**** Text passage ****
Gallienus

Imperator Caesar Publius Licinius Egnatius Gallienus Augustus

Reign 253 AD – 268 AD
Dynasty Crisis of Third Century
Born 218 AD
Died 268 AD

Gallienus ruled for fifteen years through the deepest crisis the empire had ever faced, fighting off usurpers, barbarian invasions, and the breakaway Gallic and Palmyrene empires. Despite these challenges, he reformed the military by creating a mobile cavalry force and showed genuine intellectual and artistic interests.

Gallienus's military reforms, particularly the creation of a mobile cavalry reserve, laid the groundwork for the recovery under the Illyrian emperors. His exclusion of senators from military commands was a permanent structural change that fundamentally altered the nature of the Roman officer class.

Key Events

253 AD Named co-emperor by his father Valerian
260 AD Became sole emperor after Valerian's capture; Gallic Empire seceded under Postumus
262 AD Edict excluding senators from military command; professionalised the officer corps
264 AD Palmyrene Empire under Odaenathus dominated the East
267 AD Herulian raids devastated Greece, including Athens
268 AD Assassinated by his own officers while besieging the usurper Aureolus at Milan

Coinage

Gallienus's coinage is the most abundant of any third-century emperor, with an immense series of antoniniani struck across multiple mints. The silver content had collapsed to a thin wash over bronze by the end of his reign. His sole-reign 'zoo series' depicting animals sacred to various gods is a popular collecting area.
**** Information provided ****
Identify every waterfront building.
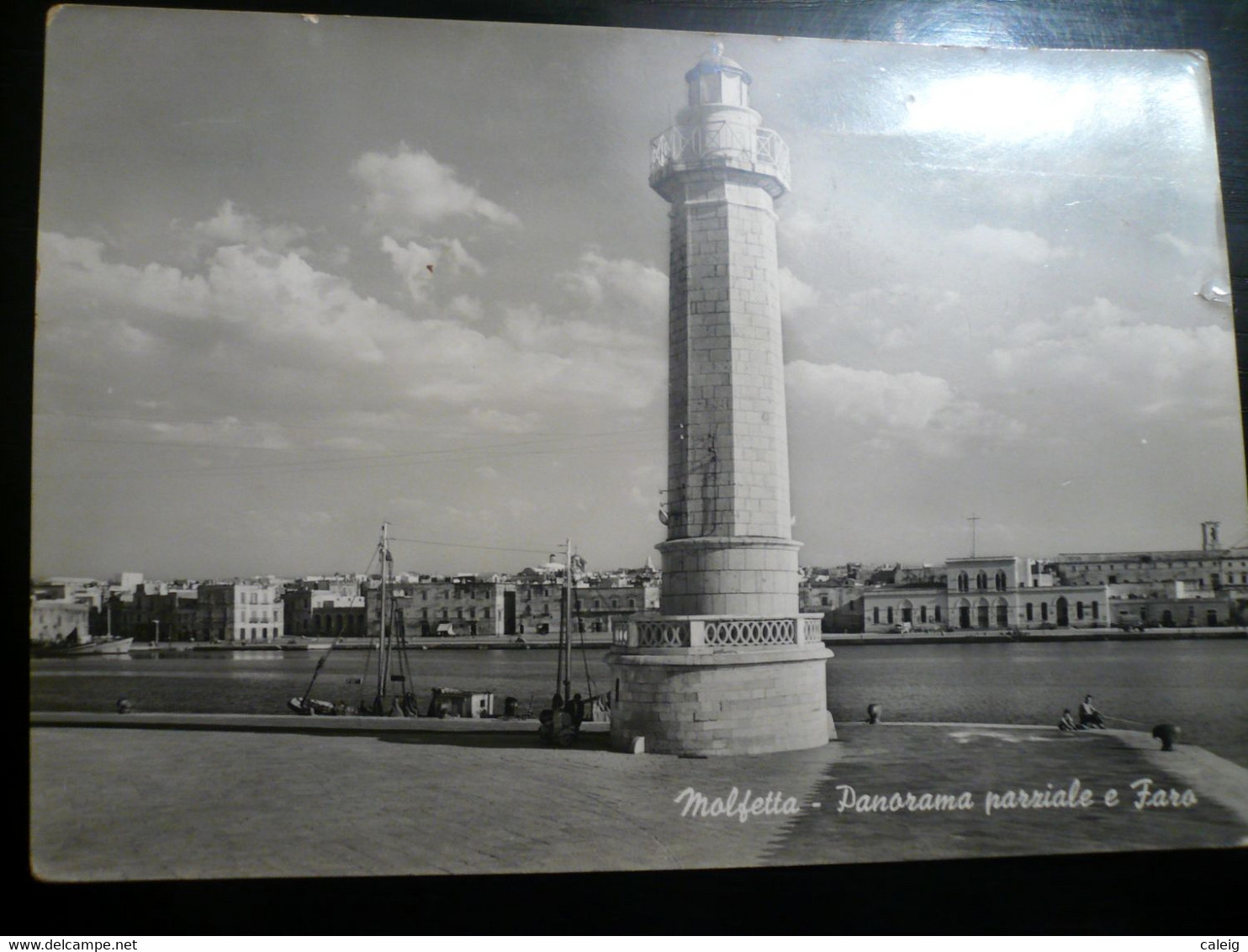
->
[864,555,1111,632]
[387,575,516,637]
[30,596,93,644]
[282,580,368,637]
[797,575,864,632]
[608,44,833,754]
[572,579,659,632]
[195,581,284,643]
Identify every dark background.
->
[0,0,1248,938]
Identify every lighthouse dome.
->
[685,41,754,108]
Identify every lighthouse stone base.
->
[608,615,836,755]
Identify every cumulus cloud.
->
[40,219,665,452]
[949,225,1070,265]
[351,142,519,233]
[191,198,307,251]
[780,267,819,315]
[987,299,1238,426]
[785,361,1023,453]
[39,232,209,317]
[447,294,485,320]
[557,248,668,322]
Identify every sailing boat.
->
[538,539,611,748]
[287,523,417,717]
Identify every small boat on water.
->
[30,630,135,658]
[538,539,611,748]
[286,523,434,717]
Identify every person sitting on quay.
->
[1080,694,1104,730]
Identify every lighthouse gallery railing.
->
[650,122,790,188]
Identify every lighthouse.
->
[609,44,833,754]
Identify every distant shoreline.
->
[823,627,1248,645]
[104,627,1248,653]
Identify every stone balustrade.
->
[628,615,822,650]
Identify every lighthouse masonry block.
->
[608,44,835,755]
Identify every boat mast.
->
[563,539,572,704]
[377,523,390,699]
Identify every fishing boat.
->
[538,539,611,748]
[287,523,418,717]
[30,629,135,658]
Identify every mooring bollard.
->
[1153,723,1182,750]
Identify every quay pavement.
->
[30,715,1248,882]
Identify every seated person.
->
[1080,694,1104,728]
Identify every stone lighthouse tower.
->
[609,44,833,754]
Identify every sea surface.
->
[30,640,1248,766]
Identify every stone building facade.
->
[196,581,286,643]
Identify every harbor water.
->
[30,640,1248,766]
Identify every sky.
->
[31,8,1248,579]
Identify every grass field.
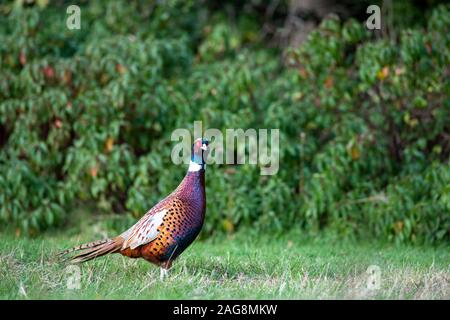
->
[0,228,450,299]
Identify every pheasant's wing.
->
[120,207,167,250]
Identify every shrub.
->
[0,1,450,243]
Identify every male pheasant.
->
[59,138,208,280]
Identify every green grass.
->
[0,228,450,299]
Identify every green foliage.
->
[0,1,450,243]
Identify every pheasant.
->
[59,138,208,280]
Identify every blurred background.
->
[0,0,450,245]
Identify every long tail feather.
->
[57,239,122,264]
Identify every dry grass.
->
[0,230,450,299]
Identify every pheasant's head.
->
[189,138,208,171]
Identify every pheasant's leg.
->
[159,267,169,281]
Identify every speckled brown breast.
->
[120,170,206,268]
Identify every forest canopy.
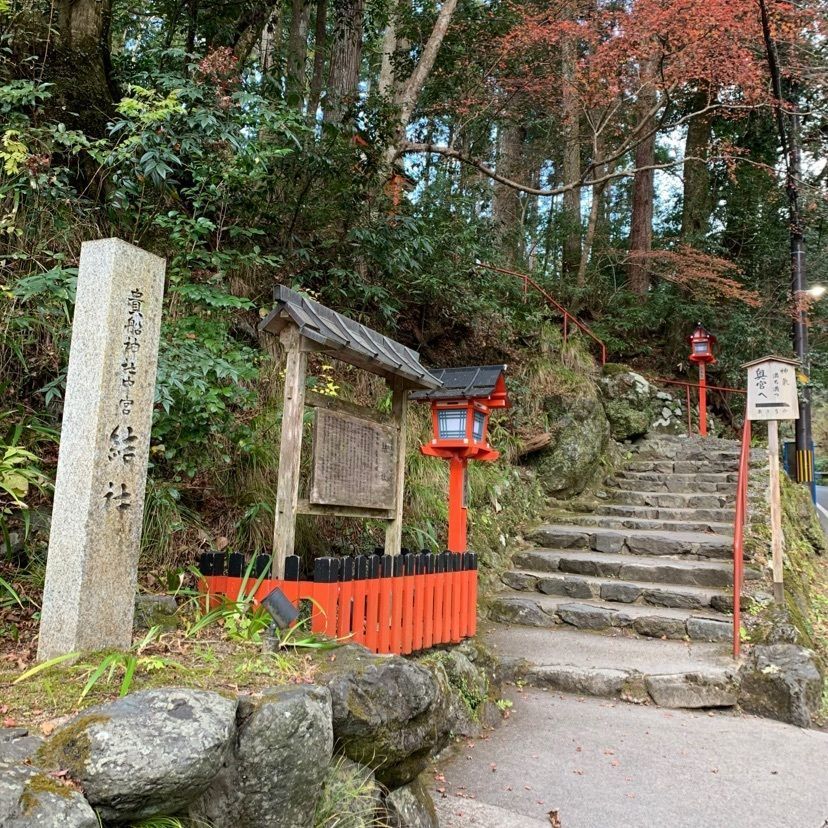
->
[0,0,828,564]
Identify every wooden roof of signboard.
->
[411,365,508,405]
[742,355,799,368]
[259,285,442,389]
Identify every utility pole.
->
[759,0,816,503]
[787,104,816,503]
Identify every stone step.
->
[512,549,760,587]
[548,514,733,535]
[605,474,736,494]
[593,503,736,526]
[529,524,733,558]
[607,489,736,509]
[615,469,739,484]
[624,458,739,474]
[488,591,733,642]
[480,622,738,708]
[501,569,733,612]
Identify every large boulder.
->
[529,385,610,497]
[0,761,100,828]
[598,363,653,440]
[739,644,823,727]
[190,686,333,828]
[319,645,451,788]
[385,779,440,828]
[35,688,236,823]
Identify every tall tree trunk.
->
[324,0,365,124]
[285,0,310,110]
[578,133,616,287]
[561,30,581,278]
[184,0,198,54]
[627,66,657,296]
[681,89,713,244]
[492,121,524,265]
[24,0,119,138]
[308,0,328,123]
[377,3,397,97]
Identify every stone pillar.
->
[37,239,165,661]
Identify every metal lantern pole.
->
[699,362,707,437]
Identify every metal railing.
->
[733,418,750,658]
[477,262,607,365]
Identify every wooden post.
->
[768,420,785,604]
[271,325,308,580]
[385,378,408,555]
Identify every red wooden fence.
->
[199,552,477,654]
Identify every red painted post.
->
[699,362,707,437]
[469,552,477,635]
[402,552,422,655]
[431,554,446,644]
[351,555,368,644]
[388,555,405,655]
[377,555,394,653]
[365,555,381,653]
[422,553,437,650]
[448,457,468,552]
[336,558,354,638]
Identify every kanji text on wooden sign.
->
[309,408,397,509]
[744,357,799,420]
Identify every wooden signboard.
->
[309,408,397,510]
[742,356,799,604]
[747,357,799,420]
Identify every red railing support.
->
[733,419,750,658]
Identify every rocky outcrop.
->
[739,644,822,727]
[599,363,653,440]
[530,385,610,497]
[0,761,99,828]
[35,688,236,822]
[321,646,450,788]
[190,686,333,828]
[0,642,496,828]
[385,779,440,828]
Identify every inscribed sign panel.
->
[747,359,799,420]
[309,408,397,509]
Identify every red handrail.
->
[733,419,750,658]
[477,262,607,365]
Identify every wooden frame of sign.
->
[259,287,442,578]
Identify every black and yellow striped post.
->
[793,370,816,503]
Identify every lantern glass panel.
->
[472,411,486,443]
[437,408,467,440]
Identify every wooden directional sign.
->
[309,408,397,509]
[742,356,799,420]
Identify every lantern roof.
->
[259,285,441,389]
[411,365,509,408]
[687,322,718,345]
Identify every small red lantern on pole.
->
[411,365,509,552]
[687,322,716,437]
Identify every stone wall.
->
[0,643,497,828]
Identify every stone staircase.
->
[489,437,760,707]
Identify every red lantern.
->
[411,365,509,552]
[687,322,716,365]
[687,322,716,437]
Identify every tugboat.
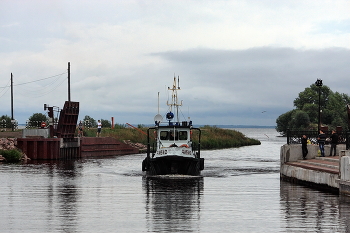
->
[142,77,204,176]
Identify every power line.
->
[14,72,67,86]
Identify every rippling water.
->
[0,129,350,232]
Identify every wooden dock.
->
[280,144,345,193]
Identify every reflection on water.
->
[143,177,203,232]
[0,129,350,233]
[280,181,350,232]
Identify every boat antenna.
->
[158,91,159,114]
[167,75,182,122]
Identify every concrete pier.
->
[280,144,350,195]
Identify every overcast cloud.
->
[0,0,350,126]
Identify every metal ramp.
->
[56,101,79,140]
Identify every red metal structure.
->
[17,101,139,160]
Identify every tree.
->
[29,113,48,126]
[276,110,295,134]
[288,110,310,130]
[83,115,97,127]
[276,84,350,134]
[101,119,112,128]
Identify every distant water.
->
[0,128,350,233]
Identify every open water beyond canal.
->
[0,128,350,233]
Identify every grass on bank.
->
[84,126,261,150]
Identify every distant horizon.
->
[18,123,276,128]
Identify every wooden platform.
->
[285,156,339,174]
[281,156,339,193]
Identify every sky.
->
[0,0,350,126]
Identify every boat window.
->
[179,131,187,140]
[159,131,168,140]
[169,131,179,141]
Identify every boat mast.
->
[167,75,182,122]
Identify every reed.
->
[80,126,261,150]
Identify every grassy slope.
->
[85,126,261,150]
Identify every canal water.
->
[0,128,350,233]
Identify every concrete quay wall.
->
[281,164,339,189]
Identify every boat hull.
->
[142,156,204,176]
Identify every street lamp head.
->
[315,79,322,87]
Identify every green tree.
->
[101,119,112,128]
[29,113,48,126]
[83,115,97,127]
[288,110,310,130]
[276,110,295,134]
[276,84,350,134]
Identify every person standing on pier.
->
[96,120,102,137]
[317,130,326,157]
[329,130,338,156]
[301,134,309,160]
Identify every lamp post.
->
[315,79,322,132]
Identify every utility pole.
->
[11,73,15,131]
[68,62,70,102]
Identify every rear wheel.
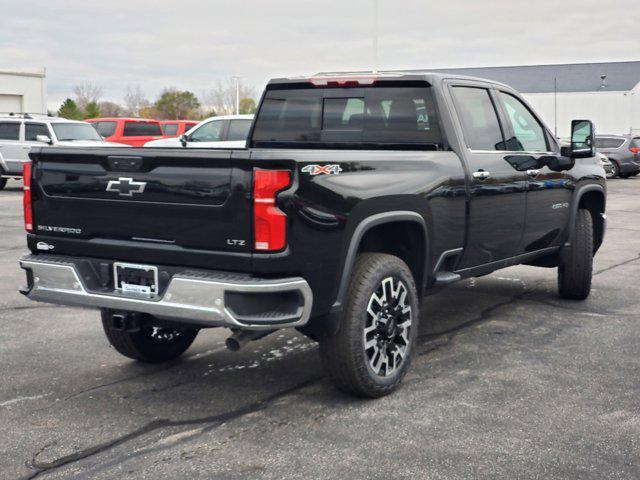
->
[101,309,198,363]
[320,253,419,398]
[558,209,593,300]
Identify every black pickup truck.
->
[20,73,606,397]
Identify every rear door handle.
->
[473,169,491,180]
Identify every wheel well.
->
[358,221,426,291]
[578,191,605,252]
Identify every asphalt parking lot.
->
[0,178,640,479]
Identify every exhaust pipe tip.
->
[224,330,275,352]
[224,335,244,352]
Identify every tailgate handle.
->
[107,156,142,172]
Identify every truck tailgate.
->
[31,148,252,266]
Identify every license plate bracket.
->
[113,262,158,297]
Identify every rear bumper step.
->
[20,255,313,330]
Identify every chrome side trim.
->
[20,256,313,330]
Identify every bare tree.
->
[204,78,254,115]
[73,82,104,110]
[98,101,127,117]
[124,85,151,117]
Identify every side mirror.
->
[569,120,596,158]
[545,156,574,172]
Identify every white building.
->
[410,61,640,137]
[0,68,47,113]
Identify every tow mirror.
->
[569,120,596,158]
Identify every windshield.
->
[51,123,102,142]
[252,82,442,150]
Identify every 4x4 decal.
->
****
#### What is needed:
Pick up the text on the emperor Gallienus after its final sentence and continue it. The records aren't needed for this.

#### The result:
Denominations

Aureus Antoninianus

Notable Types

  • Zoo series (animals sacred to the gods)
  • GALLIENVS AVG sole-reign types
  • SOLI INVICTO types
  • Joint types with Salonina

Common Reverses

DIANAE CONS AVG (stag, doe) IOVI CONS AVG (goat) APOLLINI CONS AVG (centaur, griffin) SOLI INVICTO PAX AVG VIRTVS AVG FIDES MILITVM

Active Mints

Rome Milan Siscia Antioch Asia (uncertain)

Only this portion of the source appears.